_OBJECTIVE_
In the passage on the accumulated earnings tax, what did Government counsel first state about real estate at oral argument?

SELECTION start

In addition, uncertainties will arise in ascertaining whether the asset is sufficiently "readily marketable" to satisfy the Court's test. The Court attaches significance to whether the security is "listed" on a stock exchange. It is indeed true that the great majority of common stocks listed on the New York Stock Exchange are readily marketable, unless the number of shares to be sold is too large for the market to absorb. The same cannot be said, however, of all bonds listed on that Exchange. Moreover, there are other exchanges on which securities are listed and traded: the American Stock Exchange, over the counter, and scores of local exchanges. While many securities traded on these exchanges may be "readily marketable," perhaps the majority could not fairly be so characterized. In countless situations corporate management will be unable to determine, short of attempting to sell the security, whether it is "readily marketable" or not. [422 U.S. 617, 644]
The uncertainty engendered by today's opinion will not be limited to its undifferentiated treatment of marketable securities. A more fundamental question arising from the rationale of the Court's decision is whether the test of "true" or "realistic" financial condition will be applied to other assets. Nothing in the relevant statutory provisions suggests a distinction between securities and other assets, or even between assets with varying degrees of marketability. The Court nevertheless appears to read into the statutes a distinction based on "liquidity," at various points referring interchangeably to "readily marketable securities," "current assets," and "quick or liquid assets." Ante, at 622, 628. Although the Court's holding is limited in this case to readily marketable securities, see ante, at 629 n. 9, its rationale is not so easily contained.
The Court states categorically that the "focus" of the Commissioner's inquiry, in determining the application of this tax, must be on what it calls true or realistic financial condition. Ante, at 629-630. In view of this postulation, and the absence of any distinction in the statute among types of assets, is the Commissioner now free to include in his computation the unrealized appreciation of all corporate assets? Once cost basis is abandoned, and "realistic" value becomes the standard, the uncertainties confronting prudent management in many cases will be profoundly disquieting. To be sure, read narrowly, the Court's decision applies only to readily marketable securities, with emphasis on "liquidity." But this is another relative term, depending on the nature of the asset and the uncertainties of market conditions at the time.
The potential sweep of the Court's decision is forecast by the response of Government counsel to questions [422 U.S. 617, 645] about unrealized appreciation on real estate. At one point counsel stated that real estate would not be sufficiently liquid to be includable at market value in the tax calculation, Tr. of Oral Arg. 36, but he later qualified this statement by suggesting that land might be includable if it could be established that it was readily marketable, id., at 42. 8
The types of assets in which corporations lawfully may invest earnings and profits embrace the total range of property interests. They include, to name only a few examples, unimproved real estate within the anticipated growth pattern of a major urban area, improved real estate, unlisted securities of growth corporations that have not "gone public," undivided interests in oil or mining ventures, and even objects of art. At various times and depending upon conditions, any of these assets may be viewed as - and in fact may be - readily marketable and therefore "liquid." The unrealized appreciation of such assets may well bear upon the realistic financial condition of a corporation, however it is defined. In light of these economic facts, the sweep of today's decision presents problems both for corporate taxpayers and the Government. 9 [422 U.S. 617, 646]
I further think that the Court's decision to attach significant tax consequences to the market price of a volatile stock at a particular point in time will lead to unfairness in the application of the accumulated earnings tax. The Court's net liquidation formulation seems to assume, and nothing in the opinion dispels this assumption, that readily marketable assets are to be valued as of the end of the tax year in question. Moreover, the Court apparently would treat all marketable securities the same for the purpose of this valuation. No distinction is drawn or even suggested among the wide variety of securities that are held as corporate assets.

SELECTION end
STORED RECORDS start

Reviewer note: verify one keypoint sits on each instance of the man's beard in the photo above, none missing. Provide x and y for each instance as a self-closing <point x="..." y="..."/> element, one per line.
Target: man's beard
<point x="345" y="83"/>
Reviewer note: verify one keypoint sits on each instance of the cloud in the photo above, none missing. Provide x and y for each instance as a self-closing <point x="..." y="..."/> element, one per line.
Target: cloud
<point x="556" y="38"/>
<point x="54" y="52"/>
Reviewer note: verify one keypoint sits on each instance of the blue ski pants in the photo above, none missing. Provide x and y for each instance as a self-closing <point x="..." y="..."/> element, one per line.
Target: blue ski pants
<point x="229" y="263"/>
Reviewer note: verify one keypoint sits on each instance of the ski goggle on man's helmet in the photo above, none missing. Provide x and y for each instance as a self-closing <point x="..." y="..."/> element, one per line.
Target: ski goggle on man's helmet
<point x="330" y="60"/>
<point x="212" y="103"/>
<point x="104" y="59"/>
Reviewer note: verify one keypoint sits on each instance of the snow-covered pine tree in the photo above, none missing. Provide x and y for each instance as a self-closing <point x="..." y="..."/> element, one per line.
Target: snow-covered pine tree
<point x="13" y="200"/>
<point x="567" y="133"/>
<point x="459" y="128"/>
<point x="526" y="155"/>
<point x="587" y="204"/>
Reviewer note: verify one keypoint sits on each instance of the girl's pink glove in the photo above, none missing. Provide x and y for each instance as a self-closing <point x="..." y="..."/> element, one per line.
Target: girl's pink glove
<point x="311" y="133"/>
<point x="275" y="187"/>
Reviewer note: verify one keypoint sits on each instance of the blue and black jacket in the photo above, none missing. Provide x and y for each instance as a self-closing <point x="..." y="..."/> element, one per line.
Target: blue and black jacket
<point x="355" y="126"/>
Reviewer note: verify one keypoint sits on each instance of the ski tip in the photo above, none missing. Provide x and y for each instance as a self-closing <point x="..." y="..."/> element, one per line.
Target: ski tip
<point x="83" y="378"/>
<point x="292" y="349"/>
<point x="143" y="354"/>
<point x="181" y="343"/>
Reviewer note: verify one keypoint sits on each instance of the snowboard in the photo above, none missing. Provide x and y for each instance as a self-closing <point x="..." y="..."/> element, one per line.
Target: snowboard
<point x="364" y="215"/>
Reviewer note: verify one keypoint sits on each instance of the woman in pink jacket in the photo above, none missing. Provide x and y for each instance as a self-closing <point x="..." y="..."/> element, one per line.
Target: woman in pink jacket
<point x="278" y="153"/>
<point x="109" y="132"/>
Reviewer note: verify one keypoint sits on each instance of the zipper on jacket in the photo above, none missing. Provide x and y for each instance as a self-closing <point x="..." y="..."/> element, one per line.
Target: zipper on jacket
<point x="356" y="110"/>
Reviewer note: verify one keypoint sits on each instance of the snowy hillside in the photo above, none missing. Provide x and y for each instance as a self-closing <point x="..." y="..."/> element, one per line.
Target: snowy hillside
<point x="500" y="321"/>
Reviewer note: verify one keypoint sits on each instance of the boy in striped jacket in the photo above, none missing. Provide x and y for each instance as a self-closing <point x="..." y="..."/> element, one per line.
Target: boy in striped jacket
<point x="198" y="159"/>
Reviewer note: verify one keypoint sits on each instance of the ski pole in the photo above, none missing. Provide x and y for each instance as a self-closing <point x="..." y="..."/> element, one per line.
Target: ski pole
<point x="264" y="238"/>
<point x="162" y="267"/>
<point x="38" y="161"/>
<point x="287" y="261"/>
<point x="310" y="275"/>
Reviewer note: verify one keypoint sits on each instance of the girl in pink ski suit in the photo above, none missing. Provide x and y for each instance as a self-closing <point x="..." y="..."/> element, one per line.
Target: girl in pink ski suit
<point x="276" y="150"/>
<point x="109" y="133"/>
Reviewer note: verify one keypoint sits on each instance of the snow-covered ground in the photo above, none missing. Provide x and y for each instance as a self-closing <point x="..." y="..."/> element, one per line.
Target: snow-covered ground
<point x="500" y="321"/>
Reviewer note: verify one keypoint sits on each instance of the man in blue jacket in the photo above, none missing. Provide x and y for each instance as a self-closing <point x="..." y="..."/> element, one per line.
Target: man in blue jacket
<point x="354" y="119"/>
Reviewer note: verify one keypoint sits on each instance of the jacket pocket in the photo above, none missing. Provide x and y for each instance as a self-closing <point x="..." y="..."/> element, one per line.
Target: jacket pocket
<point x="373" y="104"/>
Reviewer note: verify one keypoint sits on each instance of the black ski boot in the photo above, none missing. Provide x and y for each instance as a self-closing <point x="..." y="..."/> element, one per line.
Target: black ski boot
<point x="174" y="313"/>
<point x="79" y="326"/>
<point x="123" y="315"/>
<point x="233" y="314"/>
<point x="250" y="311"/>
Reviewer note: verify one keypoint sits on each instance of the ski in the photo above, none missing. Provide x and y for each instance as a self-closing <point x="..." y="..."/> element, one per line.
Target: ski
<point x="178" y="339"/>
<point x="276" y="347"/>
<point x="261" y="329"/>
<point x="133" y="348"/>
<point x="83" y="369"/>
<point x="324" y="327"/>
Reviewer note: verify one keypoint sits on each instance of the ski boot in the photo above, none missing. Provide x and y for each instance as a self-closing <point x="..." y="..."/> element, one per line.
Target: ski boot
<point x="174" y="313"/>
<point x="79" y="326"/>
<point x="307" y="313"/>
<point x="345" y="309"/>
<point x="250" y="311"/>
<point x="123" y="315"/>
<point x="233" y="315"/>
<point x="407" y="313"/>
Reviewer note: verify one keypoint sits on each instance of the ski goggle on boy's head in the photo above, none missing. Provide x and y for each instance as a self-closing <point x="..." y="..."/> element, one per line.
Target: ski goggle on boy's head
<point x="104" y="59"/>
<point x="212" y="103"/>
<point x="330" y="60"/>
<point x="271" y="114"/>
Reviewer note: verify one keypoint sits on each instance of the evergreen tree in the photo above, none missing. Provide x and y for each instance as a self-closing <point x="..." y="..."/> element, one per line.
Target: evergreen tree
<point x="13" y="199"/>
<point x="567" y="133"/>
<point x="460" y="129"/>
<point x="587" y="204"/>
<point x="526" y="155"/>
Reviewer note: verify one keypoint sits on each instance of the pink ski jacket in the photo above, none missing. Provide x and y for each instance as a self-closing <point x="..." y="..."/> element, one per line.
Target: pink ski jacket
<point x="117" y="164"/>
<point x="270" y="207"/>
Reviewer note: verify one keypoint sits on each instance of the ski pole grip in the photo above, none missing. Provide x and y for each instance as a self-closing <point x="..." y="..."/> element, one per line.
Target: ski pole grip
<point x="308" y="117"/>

STORED RECORDS end
STORED RECORDS start

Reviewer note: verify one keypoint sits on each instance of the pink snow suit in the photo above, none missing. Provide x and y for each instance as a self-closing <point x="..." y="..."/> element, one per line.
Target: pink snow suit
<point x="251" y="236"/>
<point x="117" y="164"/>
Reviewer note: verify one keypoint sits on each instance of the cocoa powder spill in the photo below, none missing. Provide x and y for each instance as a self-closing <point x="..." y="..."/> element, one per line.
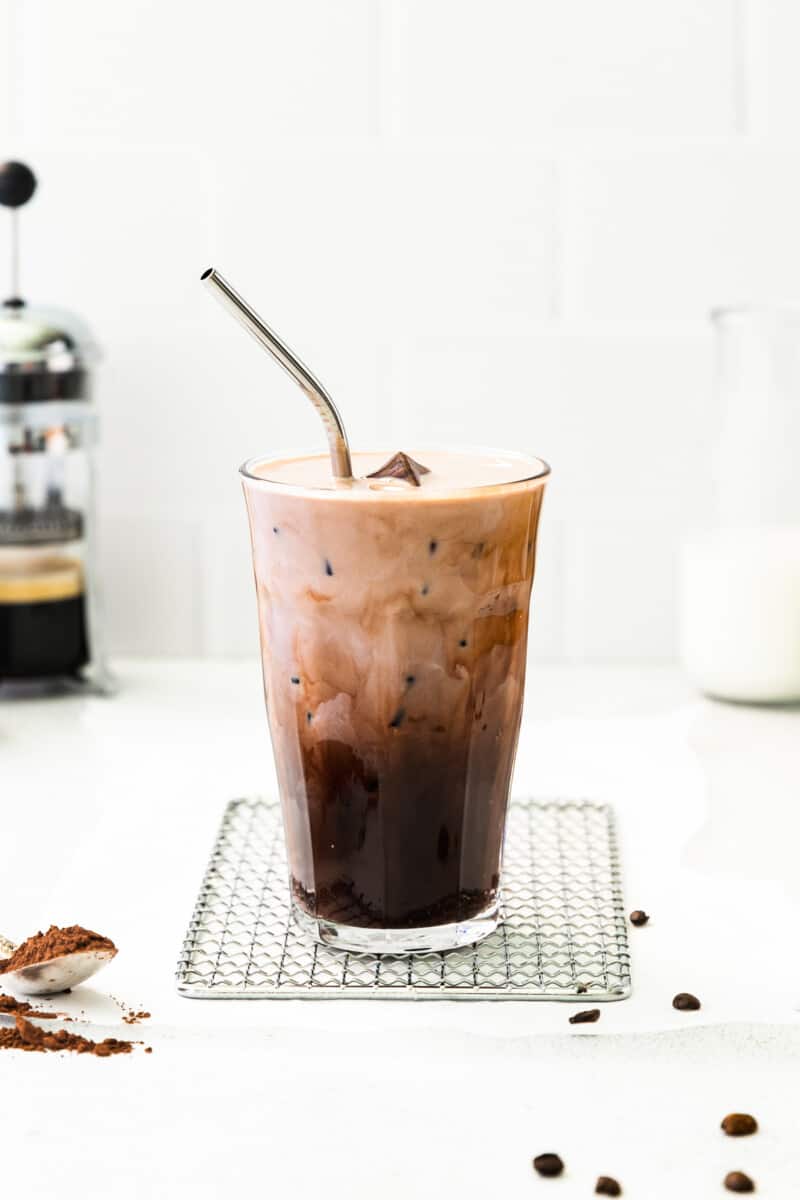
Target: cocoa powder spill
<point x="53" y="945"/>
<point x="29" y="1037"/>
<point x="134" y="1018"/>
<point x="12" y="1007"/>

STORED RECORDS end

_RESPONSE TO THE EXERCISE_
Real estate would not be sufficiently liquid to be includable at market value in the tax calculation.